-- start of RAW DATA --

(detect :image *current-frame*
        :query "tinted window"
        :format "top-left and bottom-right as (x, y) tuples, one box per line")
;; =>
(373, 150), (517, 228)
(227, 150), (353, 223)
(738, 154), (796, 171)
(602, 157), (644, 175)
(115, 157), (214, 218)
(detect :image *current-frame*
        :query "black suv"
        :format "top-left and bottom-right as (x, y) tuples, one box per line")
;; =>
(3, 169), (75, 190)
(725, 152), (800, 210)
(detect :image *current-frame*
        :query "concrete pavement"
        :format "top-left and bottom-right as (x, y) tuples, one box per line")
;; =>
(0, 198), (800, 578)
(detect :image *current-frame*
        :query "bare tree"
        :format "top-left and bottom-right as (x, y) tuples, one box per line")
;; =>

-- end of RAW DATA --

#### EXERCISE TASK
Recast every line of the material above as a numbered list, omitting any blank lines.

#### FINISHED EXERCISE
1. (detect :image *current-frame*
2.         :query "tinted window"
3.         :format "top-left and bottom-right as (x, y) tuples, one box per line")
4. ;; =>
5. (373, 150), (517, 228)
6. (227, 150), (353, 223)
7. (738, 154), (796, 171)
8. (602, 157), (644, 175)
9. (115, 157), (214, 218)
10. (detect :image *current-frame*
11.         :query "black suv"
12.         :format "top-left and bottom-right as (x, y) tuples, one box per line")
13. ;; =>
14. (3, 169), (75, 190)
15. (725, 152), (800, 210)
16. (detect :image *current-frame*
17.         :query "concrete pavement"
18.         :format "top-left and bottom-right as (x, y) tuples, one box per line")
19. ;; =>
20. (0, 198), (800, 578)
21. (detect :image *current-frame*
22.         :query "bare tree"
23.         :format "top-left and bottom-right as (x, y) tuples, one box per line")
24. ;; =>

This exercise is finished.